| Work to complete |
Scan the data below and pick out the lines containing the word "road".

(Beginning of Task data)

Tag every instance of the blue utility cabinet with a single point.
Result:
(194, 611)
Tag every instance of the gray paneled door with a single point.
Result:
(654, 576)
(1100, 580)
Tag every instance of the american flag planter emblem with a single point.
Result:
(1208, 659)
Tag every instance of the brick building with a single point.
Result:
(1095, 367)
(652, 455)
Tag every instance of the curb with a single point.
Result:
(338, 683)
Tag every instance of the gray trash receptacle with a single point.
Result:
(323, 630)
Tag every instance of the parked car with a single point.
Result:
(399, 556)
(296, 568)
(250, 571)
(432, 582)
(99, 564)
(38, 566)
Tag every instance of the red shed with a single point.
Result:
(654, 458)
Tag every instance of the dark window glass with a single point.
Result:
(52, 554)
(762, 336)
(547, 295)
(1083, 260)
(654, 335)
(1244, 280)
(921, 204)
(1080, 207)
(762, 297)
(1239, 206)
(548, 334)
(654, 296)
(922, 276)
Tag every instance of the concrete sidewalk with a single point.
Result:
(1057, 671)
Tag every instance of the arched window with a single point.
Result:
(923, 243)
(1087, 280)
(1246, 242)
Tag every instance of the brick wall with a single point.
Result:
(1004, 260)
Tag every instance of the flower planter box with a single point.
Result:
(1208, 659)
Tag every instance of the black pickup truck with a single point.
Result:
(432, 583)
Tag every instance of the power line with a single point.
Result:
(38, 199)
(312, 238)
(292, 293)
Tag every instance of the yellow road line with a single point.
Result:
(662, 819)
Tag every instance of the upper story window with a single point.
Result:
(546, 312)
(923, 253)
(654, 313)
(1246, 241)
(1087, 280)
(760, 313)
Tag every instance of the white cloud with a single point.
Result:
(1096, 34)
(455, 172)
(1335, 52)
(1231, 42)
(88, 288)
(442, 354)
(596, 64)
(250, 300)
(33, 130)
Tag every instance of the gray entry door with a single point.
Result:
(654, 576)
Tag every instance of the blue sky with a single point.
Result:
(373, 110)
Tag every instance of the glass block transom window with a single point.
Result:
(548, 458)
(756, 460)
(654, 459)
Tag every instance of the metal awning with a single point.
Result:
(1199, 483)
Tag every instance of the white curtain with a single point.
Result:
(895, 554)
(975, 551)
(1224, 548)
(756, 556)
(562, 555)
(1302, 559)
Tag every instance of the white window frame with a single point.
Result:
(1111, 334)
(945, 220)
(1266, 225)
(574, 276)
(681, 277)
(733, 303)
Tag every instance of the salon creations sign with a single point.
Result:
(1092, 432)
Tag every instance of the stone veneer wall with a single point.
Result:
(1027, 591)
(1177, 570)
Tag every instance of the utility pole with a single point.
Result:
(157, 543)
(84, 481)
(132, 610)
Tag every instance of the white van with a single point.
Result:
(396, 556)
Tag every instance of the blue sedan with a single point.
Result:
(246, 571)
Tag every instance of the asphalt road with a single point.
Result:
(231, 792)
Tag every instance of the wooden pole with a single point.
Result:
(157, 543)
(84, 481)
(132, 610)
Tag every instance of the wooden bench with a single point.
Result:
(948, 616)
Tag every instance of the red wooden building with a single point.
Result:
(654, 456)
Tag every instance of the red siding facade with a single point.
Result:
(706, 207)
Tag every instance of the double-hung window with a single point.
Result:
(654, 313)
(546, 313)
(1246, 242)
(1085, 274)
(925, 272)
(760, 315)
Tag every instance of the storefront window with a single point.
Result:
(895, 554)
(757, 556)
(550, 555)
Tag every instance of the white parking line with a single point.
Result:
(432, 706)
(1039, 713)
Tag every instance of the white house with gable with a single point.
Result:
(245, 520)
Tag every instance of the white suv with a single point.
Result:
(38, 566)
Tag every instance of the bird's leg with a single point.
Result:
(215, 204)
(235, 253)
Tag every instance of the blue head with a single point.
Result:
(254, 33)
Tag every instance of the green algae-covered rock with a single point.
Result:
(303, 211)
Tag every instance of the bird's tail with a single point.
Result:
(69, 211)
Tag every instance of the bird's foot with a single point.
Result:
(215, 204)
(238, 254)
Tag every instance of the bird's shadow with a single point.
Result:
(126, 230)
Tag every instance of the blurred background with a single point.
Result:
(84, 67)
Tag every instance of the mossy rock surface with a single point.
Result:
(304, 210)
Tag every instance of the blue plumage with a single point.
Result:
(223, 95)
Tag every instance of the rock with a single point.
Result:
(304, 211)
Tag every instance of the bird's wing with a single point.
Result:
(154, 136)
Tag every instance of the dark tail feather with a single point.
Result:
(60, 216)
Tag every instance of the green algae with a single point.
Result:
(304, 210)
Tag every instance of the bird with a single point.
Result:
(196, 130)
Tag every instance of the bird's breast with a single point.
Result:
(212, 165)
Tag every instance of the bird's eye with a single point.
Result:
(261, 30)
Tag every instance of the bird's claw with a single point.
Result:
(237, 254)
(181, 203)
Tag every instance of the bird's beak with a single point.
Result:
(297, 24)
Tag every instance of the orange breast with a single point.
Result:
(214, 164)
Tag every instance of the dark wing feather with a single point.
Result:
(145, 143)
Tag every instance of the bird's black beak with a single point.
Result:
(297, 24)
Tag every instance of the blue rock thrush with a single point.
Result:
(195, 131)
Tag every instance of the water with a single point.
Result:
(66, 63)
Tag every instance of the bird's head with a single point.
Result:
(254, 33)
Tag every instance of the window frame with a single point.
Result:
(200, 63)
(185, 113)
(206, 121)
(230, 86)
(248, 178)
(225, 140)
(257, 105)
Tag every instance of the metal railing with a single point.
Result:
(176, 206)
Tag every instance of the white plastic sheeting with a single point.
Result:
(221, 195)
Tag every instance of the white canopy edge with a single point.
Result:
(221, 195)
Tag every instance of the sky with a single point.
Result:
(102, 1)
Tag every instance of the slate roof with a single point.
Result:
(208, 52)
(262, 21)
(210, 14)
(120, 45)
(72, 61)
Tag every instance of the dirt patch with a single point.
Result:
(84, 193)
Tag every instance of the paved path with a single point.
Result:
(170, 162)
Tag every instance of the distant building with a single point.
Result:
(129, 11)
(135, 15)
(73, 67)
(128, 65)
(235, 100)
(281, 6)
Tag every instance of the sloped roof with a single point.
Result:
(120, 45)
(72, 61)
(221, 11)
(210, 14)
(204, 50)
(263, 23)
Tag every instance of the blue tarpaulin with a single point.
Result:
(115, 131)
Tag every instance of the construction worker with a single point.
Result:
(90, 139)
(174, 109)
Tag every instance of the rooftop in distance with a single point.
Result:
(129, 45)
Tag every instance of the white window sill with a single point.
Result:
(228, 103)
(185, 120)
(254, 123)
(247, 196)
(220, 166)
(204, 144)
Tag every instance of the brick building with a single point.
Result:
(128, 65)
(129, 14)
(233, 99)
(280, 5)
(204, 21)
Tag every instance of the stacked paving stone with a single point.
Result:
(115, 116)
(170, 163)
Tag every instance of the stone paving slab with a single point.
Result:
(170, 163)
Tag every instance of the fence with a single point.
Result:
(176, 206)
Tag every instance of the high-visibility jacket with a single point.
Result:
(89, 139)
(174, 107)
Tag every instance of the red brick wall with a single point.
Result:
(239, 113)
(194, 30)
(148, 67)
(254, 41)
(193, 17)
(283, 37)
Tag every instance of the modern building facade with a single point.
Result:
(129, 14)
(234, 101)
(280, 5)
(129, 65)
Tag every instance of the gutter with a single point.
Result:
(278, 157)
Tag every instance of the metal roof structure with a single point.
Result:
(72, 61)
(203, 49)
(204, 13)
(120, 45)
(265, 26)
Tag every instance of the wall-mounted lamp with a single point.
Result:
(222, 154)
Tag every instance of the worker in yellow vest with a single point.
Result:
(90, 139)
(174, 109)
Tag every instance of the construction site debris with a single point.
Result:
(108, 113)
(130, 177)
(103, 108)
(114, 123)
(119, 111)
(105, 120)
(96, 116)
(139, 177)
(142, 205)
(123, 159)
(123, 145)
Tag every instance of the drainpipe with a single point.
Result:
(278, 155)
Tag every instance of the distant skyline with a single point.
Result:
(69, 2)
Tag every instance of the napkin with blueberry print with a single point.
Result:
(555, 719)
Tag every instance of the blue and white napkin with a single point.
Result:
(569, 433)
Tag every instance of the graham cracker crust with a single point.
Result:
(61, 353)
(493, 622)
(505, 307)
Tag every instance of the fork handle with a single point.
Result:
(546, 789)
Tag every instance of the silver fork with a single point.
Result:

(End of Task data)

| Result |
Tag every instance of the yellow road line with a single point.
Tag every instance of the asphalt road with a single point.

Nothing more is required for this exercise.